* STUDY TEXT *
1. R&I, methodologies and tools involving the activities listed below:

A. Innovation in cable systems

• Development of new insulating materials for dry type accessories for high temperature and above 525 kV
• Optimisation of newly developed high electrical resistivity insulating materials for use above 525 kV in cable and/or accessories.
• Development of new network components with reduced environmental impact such as EHV/HV cables without lead, application of superconductors, AC, DC cables/gas insulated lines for voltages above 525 kV.
• Development of larger conductor cross sections.
• Development of smaller conductor cross sections and leveraging higher current superconductors – greater power density benefits.
• Increase of maximum insulation operating temperature, such as for high load urban areas where available space for power transfer is limited.
• Further improvement of different types of extruded insulation materials (e.g., AC, DC-XLPE, Polypropylene) cables, and render recyclability of the materials feasible by refining the procedure of separation of the many components of the cable – insulation, wires, tapes, sheaths, etc. – from each other. Establishment of procedures for recycling and related possible products.
• Feasibility study for use of superconducting cables for submarine connections to determine their environmental benefits e.g., extremely low heat emittance, since they do not emit any heat, zero magnetic field benefits to marine fauna, smaller cable corridors for higher power densities, smaller landfall space requirements, etc.
• Simulation and design of innovative dynamic cable systems to meet the needs of the growing floating offshore applications.

B. Predictive models for cable system ageing (fraction-of-life lost, remaining life), life and reliability

• Modelling of space charge phenomena (as well as other relevant phenomena) in newly developed insulating materials, in full size cables and accessories.

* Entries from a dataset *
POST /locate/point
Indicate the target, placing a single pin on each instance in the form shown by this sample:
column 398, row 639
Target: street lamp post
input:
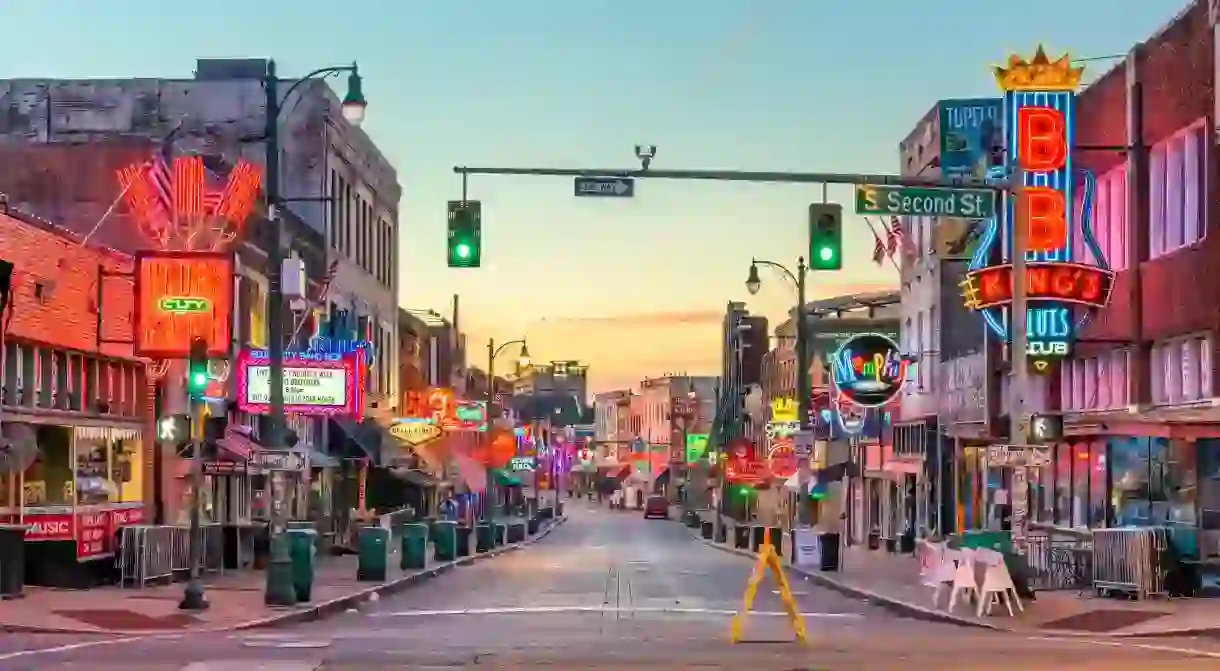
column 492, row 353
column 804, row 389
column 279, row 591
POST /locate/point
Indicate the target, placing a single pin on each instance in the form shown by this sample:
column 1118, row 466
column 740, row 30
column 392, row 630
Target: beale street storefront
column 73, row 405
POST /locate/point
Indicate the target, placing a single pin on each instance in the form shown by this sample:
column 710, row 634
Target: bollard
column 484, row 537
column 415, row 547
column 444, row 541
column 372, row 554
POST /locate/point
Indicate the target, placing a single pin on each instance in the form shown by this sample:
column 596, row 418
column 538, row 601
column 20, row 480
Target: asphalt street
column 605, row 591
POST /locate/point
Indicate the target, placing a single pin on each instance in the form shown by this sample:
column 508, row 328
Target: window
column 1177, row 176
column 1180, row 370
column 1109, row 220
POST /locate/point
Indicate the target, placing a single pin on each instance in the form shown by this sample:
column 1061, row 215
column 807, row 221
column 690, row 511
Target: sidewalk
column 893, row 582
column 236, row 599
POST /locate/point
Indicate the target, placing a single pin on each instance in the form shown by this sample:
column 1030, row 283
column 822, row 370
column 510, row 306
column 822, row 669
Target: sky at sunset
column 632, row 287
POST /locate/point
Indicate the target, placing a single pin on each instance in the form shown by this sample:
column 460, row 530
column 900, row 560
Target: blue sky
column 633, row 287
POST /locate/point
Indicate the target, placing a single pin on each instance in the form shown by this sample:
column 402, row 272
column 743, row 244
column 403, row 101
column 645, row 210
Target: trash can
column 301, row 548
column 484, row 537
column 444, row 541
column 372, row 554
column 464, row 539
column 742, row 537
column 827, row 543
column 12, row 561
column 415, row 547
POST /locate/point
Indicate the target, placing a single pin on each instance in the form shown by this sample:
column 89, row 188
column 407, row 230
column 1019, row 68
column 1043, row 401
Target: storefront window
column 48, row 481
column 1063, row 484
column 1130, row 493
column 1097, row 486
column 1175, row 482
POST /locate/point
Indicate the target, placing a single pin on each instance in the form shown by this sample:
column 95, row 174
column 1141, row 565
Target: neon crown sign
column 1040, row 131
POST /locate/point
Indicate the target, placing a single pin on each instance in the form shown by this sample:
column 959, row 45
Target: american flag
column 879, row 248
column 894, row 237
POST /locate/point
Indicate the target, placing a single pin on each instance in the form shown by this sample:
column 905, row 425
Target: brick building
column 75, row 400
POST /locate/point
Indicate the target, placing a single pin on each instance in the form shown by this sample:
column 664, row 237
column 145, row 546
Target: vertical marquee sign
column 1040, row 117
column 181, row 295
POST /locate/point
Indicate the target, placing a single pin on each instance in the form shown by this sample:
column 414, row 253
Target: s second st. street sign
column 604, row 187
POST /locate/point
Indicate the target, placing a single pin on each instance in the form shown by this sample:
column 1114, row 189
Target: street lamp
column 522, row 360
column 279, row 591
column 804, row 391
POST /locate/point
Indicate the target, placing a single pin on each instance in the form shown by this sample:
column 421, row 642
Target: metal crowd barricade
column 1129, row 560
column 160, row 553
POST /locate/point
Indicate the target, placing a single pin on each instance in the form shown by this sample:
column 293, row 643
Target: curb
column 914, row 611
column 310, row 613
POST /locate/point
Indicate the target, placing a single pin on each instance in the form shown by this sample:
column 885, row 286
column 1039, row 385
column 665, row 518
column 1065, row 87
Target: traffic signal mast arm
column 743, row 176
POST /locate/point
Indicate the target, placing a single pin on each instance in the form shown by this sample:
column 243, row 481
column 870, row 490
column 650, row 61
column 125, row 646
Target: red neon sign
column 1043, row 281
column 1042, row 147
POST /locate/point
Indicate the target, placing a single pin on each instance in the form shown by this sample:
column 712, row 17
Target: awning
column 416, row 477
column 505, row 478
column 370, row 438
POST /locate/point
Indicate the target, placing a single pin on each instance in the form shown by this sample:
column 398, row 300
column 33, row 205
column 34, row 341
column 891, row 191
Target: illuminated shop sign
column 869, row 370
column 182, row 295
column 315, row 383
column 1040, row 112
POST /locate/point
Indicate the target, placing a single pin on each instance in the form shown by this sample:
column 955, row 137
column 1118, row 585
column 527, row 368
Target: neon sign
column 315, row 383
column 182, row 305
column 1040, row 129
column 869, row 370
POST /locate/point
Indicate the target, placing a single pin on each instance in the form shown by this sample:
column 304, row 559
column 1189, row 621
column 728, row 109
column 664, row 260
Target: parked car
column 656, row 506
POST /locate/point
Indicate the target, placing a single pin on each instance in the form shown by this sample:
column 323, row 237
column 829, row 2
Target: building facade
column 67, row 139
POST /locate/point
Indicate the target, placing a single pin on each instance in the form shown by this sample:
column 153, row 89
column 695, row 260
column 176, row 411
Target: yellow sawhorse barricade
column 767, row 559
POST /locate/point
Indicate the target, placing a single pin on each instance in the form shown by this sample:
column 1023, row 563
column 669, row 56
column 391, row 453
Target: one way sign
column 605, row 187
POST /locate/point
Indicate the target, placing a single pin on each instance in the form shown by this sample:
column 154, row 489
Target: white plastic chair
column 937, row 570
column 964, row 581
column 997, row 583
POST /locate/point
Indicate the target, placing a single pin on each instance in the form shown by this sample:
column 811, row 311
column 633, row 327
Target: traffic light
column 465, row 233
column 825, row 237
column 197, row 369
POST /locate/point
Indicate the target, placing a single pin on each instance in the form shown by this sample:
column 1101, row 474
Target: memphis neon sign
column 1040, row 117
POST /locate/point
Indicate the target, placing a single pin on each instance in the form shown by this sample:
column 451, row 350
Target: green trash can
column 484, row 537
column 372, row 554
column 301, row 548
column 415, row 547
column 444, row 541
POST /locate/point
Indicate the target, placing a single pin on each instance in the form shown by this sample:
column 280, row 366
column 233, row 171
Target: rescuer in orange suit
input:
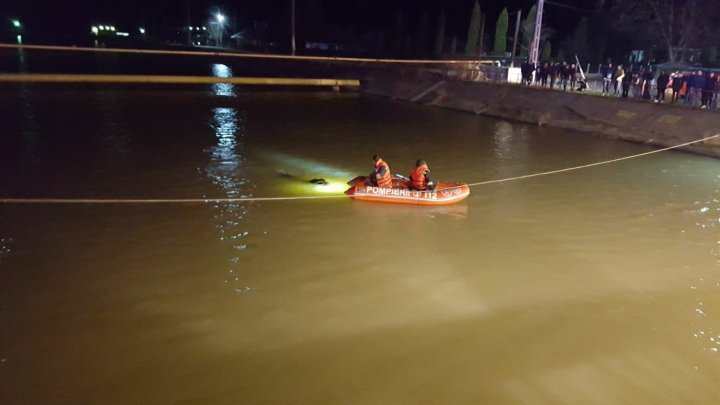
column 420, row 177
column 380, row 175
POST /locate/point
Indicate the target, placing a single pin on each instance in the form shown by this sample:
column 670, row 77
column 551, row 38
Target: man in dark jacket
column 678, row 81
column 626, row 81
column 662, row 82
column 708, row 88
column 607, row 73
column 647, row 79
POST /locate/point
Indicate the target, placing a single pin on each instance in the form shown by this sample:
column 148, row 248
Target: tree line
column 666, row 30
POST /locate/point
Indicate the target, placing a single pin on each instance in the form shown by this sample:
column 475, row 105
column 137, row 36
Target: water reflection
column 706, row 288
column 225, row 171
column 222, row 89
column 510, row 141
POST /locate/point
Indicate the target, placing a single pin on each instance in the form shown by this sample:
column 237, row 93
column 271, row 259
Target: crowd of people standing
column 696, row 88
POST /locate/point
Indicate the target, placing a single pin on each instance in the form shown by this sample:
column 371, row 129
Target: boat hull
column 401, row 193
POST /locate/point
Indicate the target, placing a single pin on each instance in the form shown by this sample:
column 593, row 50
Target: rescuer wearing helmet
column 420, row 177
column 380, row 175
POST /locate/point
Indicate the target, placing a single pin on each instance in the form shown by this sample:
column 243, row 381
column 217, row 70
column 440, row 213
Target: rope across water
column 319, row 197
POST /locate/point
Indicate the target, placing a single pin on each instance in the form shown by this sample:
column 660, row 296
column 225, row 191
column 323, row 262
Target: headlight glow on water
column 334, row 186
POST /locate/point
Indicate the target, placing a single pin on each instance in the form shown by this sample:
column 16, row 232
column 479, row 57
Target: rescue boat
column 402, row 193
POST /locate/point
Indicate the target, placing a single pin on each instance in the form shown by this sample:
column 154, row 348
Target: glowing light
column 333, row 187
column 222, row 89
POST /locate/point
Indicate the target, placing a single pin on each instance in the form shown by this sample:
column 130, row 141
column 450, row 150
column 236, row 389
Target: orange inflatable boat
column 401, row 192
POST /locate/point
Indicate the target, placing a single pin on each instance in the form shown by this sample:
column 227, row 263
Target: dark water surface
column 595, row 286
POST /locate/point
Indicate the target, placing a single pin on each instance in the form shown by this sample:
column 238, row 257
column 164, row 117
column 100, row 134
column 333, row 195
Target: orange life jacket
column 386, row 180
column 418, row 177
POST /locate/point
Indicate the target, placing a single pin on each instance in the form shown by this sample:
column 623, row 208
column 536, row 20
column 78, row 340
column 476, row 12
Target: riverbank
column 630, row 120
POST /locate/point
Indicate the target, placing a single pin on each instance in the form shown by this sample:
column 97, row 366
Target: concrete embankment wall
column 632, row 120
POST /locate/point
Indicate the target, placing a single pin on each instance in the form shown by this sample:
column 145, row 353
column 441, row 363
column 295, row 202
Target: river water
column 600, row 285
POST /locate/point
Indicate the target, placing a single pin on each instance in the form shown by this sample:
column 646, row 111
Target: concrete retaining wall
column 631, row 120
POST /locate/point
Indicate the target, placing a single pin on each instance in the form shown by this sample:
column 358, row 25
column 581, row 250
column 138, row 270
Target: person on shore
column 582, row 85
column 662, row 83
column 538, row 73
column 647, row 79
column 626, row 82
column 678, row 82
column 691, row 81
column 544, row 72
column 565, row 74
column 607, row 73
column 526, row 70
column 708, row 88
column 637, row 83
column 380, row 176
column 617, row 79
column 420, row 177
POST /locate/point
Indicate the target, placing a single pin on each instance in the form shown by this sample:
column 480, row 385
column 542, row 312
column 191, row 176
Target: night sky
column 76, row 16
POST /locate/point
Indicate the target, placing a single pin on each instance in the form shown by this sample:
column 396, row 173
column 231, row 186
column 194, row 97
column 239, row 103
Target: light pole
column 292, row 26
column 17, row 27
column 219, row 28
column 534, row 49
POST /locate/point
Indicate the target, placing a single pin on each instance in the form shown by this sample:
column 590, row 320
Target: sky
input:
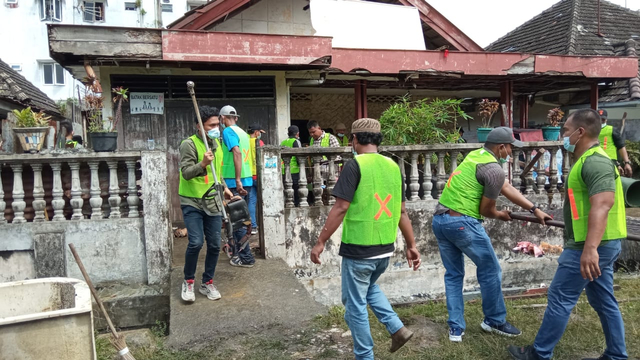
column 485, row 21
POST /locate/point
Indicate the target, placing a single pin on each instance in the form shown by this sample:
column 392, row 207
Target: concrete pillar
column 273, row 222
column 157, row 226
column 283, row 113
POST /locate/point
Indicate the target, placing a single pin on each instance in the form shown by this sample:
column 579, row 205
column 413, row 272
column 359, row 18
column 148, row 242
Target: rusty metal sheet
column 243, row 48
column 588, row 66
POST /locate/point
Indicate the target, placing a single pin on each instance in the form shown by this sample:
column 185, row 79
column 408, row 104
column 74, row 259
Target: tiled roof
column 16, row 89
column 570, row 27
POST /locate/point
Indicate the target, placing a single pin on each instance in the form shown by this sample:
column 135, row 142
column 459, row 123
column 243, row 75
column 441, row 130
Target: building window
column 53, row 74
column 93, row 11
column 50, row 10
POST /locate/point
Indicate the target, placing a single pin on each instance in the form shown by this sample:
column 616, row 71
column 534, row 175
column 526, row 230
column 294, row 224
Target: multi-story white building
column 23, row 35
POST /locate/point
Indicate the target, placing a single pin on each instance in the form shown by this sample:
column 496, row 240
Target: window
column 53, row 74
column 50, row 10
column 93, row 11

* YOUR GOAL *
Answer these questions from the cable systems text above:
1. Above what voltage are new insulating materials for dry type accessories to be developed?
2. What is to be simulated and designed to meet the needs of the growing floating offshore applications?
3. Besides newly developed insulating materials, where is space charge modelling to be carried out?

* FINISHED TASK *
1. Above 525 kV.
2. Innovative dynamic cable systems.
3. In full size cables and accessories.